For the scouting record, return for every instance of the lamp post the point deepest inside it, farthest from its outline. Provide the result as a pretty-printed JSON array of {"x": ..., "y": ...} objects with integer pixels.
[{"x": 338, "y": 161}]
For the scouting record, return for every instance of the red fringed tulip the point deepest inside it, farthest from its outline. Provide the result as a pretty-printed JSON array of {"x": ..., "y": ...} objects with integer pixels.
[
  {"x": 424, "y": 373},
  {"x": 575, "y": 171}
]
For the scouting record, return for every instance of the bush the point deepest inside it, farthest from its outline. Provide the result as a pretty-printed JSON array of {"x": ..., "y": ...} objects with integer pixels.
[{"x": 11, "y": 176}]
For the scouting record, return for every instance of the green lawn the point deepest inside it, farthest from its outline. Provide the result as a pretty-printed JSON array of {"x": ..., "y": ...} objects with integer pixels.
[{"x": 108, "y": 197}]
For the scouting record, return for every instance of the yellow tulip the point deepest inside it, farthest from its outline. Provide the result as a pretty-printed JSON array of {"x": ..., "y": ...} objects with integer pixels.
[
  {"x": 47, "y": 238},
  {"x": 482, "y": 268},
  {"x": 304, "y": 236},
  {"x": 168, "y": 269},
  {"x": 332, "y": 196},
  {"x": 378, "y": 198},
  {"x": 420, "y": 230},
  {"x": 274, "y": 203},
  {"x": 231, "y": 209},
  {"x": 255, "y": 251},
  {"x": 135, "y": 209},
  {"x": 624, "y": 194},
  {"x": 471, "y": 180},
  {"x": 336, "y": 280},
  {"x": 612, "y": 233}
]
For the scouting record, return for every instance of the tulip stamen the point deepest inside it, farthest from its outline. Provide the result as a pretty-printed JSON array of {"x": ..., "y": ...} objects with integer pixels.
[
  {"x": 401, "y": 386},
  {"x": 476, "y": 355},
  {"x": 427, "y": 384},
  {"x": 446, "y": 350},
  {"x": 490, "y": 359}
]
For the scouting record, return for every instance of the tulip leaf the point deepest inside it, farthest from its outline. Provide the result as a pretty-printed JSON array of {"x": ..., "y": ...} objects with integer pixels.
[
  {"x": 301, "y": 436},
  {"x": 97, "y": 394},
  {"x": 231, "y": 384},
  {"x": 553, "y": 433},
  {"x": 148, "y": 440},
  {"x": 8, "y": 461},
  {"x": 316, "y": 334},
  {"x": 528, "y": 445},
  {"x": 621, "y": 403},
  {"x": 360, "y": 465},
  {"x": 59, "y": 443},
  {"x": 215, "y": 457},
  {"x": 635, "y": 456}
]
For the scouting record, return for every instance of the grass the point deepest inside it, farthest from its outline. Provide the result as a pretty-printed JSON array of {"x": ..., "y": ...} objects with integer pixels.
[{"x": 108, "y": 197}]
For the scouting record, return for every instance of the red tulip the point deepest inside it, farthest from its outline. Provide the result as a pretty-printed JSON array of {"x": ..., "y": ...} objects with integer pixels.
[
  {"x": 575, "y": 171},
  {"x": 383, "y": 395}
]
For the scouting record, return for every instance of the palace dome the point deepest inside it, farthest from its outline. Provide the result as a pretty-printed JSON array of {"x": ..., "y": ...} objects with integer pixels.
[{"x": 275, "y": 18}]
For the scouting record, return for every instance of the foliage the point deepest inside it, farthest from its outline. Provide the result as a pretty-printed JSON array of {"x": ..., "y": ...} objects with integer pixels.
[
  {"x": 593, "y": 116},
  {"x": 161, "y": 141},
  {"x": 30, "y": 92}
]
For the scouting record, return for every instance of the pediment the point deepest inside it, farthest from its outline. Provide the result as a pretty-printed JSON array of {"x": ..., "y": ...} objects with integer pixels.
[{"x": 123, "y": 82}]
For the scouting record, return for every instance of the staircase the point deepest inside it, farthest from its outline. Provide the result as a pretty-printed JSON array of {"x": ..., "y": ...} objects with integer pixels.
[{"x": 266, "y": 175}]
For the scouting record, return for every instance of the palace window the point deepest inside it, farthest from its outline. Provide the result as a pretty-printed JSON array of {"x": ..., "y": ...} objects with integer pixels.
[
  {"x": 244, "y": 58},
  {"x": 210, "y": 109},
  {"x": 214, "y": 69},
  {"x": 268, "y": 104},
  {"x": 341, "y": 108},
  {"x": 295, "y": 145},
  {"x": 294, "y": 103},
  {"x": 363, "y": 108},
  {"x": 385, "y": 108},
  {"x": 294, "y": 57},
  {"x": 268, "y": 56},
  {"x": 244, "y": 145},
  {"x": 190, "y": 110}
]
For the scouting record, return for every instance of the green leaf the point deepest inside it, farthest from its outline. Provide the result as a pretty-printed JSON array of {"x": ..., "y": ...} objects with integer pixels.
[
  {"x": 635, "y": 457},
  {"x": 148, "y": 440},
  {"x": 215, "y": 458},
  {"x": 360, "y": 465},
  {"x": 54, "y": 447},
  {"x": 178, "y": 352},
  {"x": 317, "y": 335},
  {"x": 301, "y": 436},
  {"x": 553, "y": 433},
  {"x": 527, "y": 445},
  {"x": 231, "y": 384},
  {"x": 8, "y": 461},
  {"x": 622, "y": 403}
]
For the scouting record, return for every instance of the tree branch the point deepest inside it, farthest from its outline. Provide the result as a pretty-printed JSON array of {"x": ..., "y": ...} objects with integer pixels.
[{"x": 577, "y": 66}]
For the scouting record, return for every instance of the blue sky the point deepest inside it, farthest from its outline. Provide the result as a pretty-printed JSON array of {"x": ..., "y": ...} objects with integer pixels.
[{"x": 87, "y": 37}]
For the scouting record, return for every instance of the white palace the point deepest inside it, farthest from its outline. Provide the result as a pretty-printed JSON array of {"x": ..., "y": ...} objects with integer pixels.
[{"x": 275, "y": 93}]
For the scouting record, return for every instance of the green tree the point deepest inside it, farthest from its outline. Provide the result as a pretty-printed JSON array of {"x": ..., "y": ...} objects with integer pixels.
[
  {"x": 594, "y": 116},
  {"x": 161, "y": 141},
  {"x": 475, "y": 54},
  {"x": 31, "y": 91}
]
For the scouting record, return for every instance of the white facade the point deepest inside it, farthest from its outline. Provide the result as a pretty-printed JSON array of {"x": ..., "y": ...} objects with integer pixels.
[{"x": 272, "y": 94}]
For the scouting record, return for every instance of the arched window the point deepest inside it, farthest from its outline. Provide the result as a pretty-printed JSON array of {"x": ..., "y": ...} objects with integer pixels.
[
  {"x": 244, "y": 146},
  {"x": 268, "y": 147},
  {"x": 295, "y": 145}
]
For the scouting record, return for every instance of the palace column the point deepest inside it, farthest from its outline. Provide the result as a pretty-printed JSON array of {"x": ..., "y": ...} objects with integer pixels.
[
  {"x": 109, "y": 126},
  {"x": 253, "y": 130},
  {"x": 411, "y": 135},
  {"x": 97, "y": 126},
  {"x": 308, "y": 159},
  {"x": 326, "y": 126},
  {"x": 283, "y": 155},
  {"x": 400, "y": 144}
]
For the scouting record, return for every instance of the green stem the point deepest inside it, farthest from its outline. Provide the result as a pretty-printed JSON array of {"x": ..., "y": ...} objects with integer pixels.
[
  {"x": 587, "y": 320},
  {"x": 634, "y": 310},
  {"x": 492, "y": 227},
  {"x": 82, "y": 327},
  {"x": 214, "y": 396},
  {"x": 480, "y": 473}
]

=-=-=-=-=

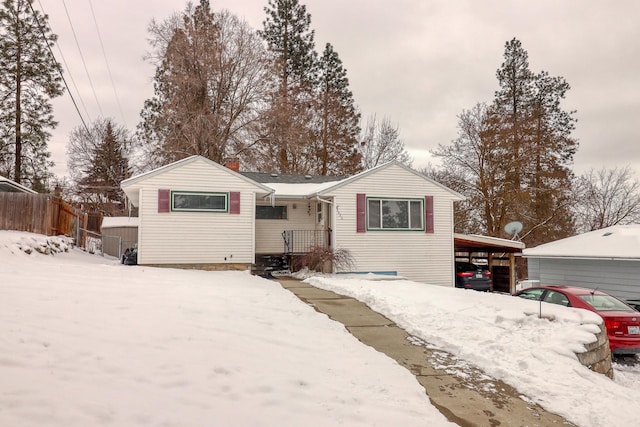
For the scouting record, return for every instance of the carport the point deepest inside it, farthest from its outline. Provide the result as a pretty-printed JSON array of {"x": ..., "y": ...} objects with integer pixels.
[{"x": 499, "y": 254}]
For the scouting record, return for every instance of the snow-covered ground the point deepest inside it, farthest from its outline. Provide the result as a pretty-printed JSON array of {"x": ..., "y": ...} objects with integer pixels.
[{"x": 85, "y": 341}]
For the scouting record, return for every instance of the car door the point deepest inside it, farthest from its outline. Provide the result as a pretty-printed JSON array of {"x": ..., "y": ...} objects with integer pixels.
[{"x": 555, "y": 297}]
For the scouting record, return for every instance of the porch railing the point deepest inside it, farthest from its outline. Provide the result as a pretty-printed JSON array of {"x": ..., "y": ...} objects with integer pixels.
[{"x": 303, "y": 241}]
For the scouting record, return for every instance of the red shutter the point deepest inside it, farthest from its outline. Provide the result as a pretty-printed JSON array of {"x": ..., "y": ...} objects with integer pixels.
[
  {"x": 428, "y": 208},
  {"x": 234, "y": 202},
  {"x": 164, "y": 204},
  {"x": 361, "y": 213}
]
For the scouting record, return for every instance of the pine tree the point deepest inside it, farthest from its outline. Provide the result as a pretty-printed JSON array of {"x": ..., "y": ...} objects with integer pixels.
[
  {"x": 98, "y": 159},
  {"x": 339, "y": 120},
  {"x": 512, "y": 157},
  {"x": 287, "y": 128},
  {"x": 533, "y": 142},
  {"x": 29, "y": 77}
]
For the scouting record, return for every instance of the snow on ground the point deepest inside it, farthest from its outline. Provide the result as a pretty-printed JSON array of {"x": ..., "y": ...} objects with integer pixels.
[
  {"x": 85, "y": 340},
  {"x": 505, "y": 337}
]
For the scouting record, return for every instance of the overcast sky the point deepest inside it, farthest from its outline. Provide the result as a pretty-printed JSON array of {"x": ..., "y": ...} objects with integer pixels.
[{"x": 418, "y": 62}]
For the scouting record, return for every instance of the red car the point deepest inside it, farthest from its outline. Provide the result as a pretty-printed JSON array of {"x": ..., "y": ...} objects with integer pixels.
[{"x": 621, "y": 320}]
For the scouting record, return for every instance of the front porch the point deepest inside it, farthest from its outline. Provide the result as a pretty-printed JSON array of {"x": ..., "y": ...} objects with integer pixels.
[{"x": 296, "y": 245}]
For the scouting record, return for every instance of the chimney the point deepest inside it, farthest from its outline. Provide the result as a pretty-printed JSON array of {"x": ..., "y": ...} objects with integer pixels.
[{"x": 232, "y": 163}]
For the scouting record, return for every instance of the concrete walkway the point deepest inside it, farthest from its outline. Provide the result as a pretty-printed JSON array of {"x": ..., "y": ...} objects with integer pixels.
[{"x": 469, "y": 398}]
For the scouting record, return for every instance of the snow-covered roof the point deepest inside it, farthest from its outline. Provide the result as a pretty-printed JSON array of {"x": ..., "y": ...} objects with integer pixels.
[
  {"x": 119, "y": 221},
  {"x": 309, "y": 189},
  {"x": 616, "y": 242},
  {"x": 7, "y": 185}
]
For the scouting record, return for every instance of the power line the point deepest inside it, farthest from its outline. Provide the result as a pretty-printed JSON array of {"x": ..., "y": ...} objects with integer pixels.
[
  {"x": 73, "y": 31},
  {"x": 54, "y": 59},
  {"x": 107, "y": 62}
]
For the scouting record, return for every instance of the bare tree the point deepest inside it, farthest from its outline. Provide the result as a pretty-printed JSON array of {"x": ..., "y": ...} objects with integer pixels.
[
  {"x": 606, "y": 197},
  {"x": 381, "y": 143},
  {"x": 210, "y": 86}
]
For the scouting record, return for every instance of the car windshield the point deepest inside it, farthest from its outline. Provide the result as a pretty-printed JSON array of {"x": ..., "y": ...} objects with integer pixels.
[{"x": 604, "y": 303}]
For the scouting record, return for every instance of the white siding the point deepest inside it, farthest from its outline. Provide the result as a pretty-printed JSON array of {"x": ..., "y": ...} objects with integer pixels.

=-=-=-=-=

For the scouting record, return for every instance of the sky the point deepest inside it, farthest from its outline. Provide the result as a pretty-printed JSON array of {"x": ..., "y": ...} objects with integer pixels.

=-=-=-=-=

Return a word-for-word copy of the lines above from the one holding "the car windshield" through the one holding "the white siding", with both of them included and nothing besides.

** OUTPUT BELOW **
For the scouting record, return for every instance of the car windshield the point deepest inside it, farthest from its outline. Provide the result as a pretty-printed JSON array of {"x": ..., "y": ...} objects with integer pixels.
[{"x": 604, "y": 303}]
For the scouting record, return for every instance of the white siding the point deepest inside it, farthest from its outline. Provide the result as a pretty-printed JSON array of {"x": ..., "y": ...} objects with integer pixels.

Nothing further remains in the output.